**Given exercise:**
Please pull out every line of the listing below that contains the string "recessed", and copy each one.

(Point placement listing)
######

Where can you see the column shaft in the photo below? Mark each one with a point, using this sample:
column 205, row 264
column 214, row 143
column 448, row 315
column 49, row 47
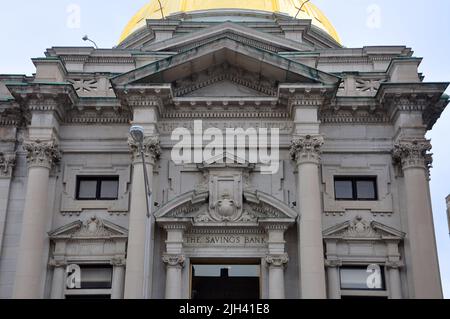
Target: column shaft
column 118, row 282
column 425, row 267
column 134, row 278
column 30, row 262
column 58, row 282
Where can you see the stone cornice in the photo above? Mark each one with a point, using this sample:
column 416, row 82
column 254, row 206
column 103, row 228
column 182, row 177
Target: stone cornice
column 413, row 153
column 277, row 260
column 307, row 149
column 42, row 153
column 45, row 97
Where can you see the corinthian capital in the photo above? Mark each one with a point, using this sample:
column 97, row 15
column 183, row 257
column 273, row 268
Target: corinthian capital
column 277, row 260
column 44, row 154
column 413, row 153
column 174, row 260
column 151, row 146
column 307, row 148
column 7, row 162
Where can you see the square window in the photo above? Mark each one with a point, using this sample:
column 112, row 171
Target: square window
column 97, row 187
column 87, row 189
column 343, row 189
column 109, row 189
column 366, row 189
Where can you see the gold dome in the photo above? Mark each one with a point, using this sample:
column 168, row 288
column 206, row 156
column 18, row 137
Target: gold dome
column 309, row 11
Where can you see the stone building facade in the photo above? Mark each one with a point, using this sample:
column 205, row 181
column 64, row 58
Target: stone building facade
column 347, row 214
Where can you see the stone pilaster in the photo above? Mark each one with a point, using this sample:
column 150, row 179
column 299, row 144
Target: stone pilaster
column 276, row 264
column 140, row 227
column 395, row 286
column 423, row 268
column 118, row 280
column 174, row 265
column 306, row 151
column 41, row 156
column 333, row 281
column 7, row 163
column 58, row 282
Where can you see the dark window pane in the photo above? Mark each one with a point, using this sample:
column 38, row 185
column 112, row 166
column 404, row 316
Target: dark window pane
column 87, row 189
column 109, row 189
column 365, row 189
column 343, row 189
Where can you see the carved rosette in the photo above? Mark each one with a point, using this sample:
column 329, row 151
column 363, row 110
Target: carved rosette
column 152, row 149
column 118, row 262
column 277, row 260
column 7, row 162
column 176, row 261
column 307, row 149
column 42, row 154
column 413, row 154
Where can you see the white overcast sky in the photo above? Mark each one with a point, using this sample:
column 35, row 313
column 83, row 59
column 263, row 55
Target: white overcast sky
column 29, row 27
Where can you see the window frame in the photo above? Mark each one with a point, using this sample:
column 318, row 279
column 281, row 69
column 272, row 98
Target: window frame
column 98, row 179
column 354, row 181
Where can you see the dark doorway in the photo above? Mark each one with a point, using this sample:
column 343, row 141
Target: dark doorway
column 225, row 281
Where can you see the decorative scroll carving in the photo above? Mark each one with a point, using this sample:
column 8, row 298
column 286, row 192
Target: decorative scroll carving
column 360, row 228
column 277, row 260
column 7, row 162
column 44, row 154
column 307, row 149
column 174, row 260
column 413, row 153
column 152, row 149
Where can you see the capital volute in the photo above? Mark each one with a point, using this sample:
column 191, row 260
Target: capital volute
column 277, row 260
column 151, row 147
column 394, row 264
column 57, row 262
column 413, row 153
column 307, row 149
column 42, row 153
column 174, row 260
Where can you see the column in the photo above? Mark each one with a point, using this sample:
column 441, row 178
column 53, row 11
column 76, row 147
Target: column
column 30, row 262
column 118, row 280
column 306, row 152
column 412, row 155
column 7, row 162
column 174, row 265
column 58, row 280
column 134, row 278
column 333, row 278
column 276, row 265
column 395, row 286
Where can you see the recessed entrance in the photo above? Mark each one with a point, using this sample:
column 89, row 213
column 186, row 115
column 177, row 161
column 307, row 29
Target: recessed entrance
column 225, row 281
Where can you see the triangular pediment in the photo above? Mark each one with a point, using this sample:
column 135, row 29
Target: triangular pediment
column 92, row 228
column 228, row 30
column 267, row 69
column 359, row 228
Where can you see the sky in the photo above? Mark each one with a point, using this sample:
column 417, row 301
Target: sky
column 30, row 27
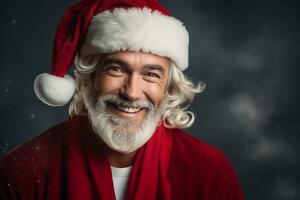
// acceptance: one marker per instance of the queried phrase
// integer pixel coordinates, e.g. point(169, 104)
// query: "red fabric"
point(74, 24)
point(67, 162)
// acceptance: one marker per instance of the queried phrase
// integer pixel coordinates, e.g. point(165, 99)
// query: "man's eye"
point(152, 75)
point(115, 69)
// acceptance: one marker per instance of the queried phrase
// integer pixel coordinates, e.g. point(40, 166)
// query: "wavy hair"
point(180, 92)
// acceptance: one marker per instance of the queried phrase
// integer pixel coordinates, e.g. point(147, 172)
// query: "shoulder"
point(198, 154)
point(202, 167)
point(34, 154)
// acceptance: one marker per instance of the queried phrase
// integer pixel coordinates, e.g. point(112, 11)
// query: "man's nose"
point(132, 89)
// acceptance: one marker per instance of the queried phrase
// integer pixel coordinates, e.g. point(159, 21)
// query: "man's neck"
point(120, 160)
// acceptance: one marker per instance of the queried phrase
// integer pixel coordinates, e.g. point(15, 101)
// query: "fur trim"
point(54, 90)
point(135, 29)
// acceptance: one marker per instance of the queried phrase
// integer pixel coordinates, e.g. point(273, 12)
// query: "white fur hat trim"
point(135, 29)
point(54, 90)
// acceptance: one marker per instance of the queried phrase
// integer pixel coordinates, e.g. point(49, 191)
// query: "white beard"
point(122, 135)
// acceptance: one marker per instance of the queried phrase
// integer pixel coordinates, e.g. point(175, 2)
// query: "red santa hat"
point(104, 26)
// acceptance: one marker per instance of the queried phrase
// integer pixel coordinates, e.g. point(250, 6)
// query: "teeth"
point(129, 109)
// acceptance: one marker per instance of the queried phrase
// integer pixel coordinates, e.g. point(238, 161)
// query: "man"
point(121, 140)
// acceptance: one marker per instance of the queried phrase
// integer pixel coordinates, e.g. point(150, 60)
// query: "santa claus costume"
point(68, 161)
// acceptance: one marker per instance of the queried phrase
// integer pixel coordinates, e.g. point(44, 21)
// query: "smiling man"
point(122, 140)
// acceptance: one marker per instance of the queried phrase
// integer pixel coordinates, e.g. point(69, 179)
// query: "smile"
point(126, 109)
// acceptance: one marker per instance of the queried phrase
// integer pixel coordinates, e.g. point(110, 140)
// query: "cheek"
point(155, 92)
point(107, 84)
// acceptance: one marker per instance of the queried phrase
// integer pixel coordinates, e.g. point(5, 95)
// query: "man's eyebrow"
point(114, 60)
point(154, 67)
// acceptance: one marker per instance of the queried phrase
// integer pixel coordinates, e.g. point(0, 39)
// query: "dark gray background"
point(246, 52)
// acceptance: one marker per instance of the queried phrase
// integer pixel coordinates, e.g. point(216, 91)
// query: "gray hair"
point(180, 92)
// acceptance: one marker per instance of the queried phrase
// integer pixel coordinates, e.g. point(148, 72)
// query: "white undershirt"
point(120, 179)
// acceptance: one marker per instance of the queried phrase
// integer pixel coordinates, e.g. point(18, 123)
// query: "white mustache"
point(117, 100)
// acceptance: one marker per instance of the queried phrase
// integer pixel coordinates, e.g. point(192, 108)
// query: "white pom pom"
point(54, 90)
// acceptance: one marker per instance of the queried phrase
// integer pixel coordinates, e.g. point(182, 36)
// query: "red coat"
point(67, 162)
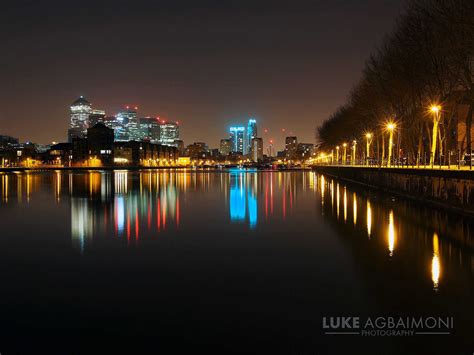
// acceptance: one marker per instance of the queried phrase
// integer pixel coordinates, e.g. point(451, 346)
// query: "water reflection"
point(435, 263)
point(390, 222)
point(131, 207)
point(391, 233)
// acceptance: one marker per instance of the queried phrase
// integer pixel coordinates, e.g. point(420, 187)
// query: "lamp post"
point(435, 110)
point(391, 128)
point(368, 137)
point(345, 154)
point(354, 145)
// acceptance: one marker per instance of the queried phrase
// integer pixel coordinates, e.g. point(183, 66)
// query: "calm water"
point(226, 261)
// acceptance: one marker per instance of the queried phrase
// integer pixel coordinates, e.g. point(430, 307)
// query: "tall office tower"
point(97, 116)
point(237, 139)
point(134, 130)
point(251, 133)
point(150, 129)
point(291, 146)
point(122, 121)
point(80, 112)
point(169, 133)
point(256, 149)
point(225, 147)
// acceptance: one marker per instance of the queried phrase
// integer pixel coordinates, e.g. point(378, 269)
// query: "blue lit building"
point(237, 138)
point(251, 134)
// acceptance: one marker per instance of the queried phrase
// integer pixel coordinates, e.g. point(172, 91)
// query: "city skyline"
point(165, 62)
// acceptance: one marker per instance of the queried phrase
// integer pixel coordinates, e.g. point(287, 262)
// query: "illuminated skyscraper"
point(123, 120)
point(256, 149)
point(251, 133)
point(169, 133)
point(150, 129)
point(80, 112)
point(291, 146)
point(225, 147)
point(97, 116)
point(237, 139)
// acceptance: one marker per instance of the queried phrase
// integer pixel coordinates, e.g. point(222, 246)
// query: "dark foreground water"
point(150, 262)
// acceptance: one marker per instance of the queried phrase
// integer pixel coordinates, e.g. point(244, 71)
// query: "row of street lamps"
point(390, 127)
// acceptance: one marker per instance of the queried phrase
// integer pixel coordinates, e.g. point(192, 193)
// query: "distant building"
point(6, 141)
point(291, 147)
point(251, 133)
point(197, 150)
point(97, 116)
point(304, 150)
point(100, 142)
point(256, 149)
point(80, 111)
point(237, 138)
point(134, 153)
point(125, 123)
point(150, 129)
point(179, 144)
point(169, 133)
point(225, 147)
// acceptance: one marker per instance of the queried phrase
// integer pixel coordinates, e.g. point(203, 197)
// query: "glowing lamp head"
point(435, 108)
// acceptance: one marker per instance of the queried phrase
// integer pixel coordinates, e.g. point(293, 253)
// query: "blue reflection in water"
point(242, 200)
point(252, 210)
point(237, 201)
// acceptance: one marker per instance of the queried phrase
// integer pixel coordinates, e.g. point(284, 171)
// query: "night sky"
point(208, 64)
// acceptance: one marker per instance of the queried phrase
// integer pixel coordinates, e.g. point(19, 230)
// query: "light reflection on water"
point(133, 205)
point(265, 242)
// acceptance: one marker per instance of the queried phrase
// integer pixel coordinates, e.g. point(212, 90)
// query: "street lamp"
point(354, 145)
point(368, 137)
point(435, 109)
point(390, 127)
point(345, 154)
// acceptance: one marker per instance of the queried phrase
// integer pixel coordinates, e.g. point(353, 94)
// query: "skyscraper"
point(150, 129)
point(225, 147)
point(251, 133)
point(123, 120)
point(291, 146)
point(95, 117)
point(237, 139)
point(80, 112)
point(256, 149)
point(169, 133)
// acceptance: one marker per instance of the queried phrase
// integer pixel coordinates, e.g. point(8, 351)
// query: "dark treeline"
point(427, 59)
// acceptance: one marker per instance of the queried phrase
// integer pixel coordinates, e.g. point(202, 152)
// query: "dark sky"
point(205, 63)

######

**Task response:**
Where can you see the recessed entrance in the photo above? Mark each one with a point, using this sample:
Target: recessed entrance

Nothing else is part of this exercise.